#### Material shown

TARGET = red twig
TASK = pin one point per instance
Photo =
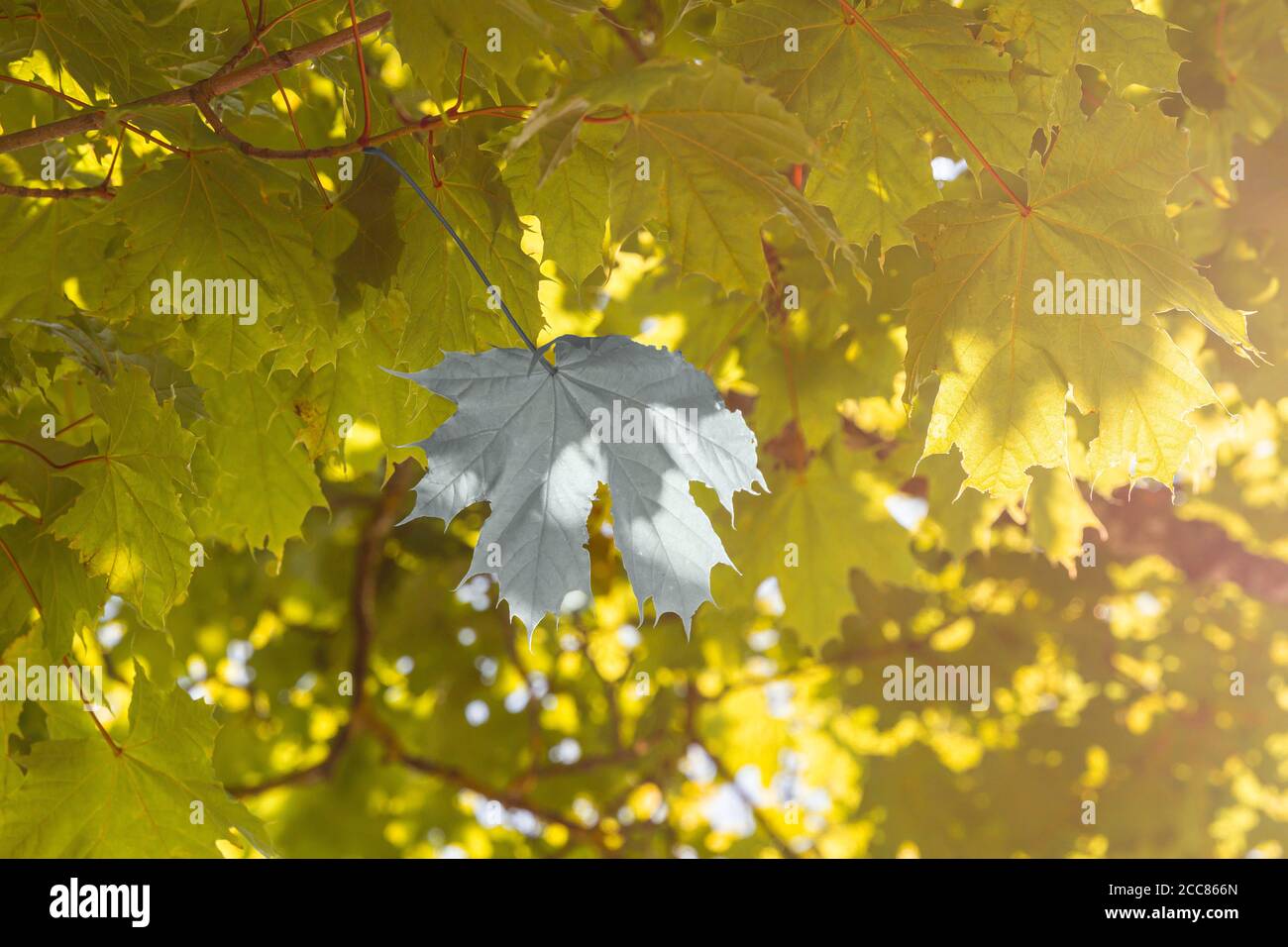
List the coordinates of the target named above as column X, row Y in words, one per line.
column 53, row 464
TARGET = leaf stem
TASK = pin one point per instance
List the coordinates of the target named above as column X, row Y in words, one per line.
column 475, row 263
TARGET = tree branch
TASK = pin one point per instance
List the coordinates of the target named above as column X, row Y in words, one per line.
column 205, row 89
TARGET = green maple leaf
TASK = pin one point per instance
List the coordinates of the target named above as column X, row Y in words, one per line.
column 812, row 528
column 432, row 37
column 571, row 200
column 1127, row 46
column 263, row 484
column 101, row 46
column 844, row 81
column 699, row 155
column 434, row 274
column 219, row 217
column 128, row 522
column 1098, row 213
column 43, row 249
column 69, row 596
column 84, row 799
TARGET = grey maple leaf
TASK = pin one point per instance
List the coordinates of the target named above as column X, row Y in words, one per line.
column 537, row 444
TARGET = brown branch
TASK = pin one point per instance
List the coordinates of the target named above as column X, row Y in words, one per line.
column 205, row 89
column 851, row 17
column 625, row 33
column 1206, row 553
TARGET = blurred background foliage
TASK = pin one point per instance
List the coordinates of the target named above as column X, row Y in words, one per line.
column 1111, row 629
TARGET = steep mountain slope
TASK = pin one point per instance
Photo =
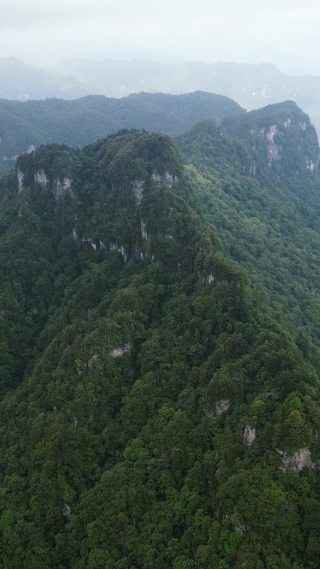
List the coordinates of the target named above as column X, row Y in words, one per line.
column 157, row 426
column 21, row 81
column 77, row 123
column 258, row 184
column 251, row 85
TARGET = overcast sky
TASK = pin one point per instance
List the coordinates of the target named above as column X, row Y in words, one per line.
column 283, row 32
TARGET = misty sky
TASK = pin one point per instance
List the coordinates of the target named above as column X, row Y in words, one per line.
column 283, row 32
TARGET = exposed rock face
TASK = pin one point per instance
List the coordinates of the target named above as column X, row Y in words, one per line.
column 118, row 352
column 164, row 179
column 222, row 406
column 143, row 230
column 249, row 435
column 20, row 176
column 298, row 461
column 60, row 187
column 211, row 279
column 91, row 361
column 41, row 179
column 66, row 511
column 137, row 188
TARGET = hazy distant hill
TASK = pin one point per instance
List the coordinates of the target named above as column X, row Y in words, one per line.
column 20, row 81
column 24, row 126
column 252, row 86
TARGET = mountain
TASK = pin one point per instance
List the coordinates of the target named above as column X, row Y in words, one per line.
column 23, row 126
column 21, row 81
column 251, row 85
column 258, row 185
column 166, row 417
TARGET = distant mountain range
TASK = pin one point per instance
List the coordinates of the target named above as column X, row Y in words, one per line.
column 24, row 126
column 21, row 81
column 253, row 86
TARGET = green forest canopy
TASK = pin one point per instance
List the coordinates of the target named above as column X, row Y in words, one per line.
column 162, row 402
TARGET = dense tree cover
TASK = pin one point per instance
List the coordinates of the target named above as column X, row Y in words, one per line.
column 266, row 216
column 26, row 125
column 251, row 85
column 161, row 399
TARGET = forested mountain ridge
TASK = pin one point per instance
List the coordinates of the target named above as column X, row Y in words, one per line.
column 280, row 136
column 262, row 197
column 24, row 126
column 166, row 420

########

## Task directions
Rewrite the entire listing with every "pin one point per instance" changed to "place one point on each instance" and nothing else altered. Leave the pictures out of your version.

## Solution for this task
TARGET = red twig
TASK = place one point on each instance
Photo =
List the coordinates of the target named above as column X, row Y in words, one per line.
column 53, row 464
TARGET = leaf stem
TASK = place one point on each instance
List the coordinates of the target named above as column X, row Y in words, one per line.
column 475, row 263
TARGET = tree branch
TASK = place one point on each instance
List the coordinates of the target named above as column X, row Y in words, one per line.
column 205, row 89
TARGET = green maple leaf
TASK = place one point on each instance
List the coordinates of the target named above as column X, row Y in words, one per line.
column 812, row 528
column 432, row 37
column 571, row 200
column 1127, row 46
column 263, row 484
column 101, row 46
column 844, row 81
column 699, row 155
column 434, row 274
column 219, row 217
column 128, row 522
column 1098, row 213
column 43, row 249
column 69, row 596
column 84, row 799
TARGET = grey maple leaf
TASK = place one point on each instance
List the coordinates of the target named above as column X, row Y in words, one per line.
column 537, row 444
TARGET = brown branch
TASK = place one point on each instance
List the coordinates of the target named above as column X, row Y in words, one per line.
column 205, row 89
column 851, row 17
column 625, row 33
column 1206, row 553
TARGET = blurred background foliage
TASK = place one point on each instance
List the coordinates of the target named above as column X, row Y in words, one per line.
column 1111, row 629
TARGET = steep mountain slope
TASK = place one point on each instance
Photo =
List the coordinates of the target named above as column X, row Y in words, one per line.
column 157, row 426
column 21, row 81
column 77, row 123
column 258, row 184
column 251, row 85
TARGET = overcast sky
TASK = place one point on each instance
List the coordinates of the target named above as column X, row Y in words, one per line.
column 283, row 32
TARGET = misty sky
TASK = place one point on each instance
List the coordinates of the target named above as column X, row Y in words, one per line.
column 283, row 32
TARGET = exposed rock face
TASK = place one point on each instance
List the coordinates of the target named above as column X, row Y in words, one per line.
column 118, row 352
column 164, row 179
column 222, row 406
column 143, row 230
column 249, row 435
column 20, row 176
column 298, row 461
column 60, row 187
column 211, row 279
column 91, row 361
column 41, row 179
column 66, row 511
column 137, row 188
TARGET = hazy distant hill
TASK = place one point on each instance
List the coordinates of the target named above as column X, row Y in words, one per line.
column 20, row 81
column 24, row 126
column 252, row 86
TARGET = mountain
TASK = place one point on each instance
List the coordinates of the target named above as column X, row Y in words, one per line.
column 23, row 126
column 21, row 81
column 251, row 85
column 258, row 185
column 166, row 417
TARGET = distant mountain range
TASK = place one point on each instance
List the coordinates of the target named above as column X, row Y in words, one per line.
column 24, row 126
column 21, row 81
column 253, row 86
TARGET = green forest canopy
TASK = place one point on each instance
List the coordinates of the target named above as column X, row Y in words, one per line.
column 162, row 402
TARGET = dense tree cover
TASK = place one point on each instance
List the coordinates of the target named above as column X, row Y in words, one per line.
column 266, row 216
column 26, row 125
column 251, row 85
column 161, row 399
TARGET = forested mountain ridge
TASK = place one point on each instance
List the coordinates of the target named above as column X, row Y in words, one per line.
column 280, row 136
column 262, row 197
column 24, row 126
column 166, row 420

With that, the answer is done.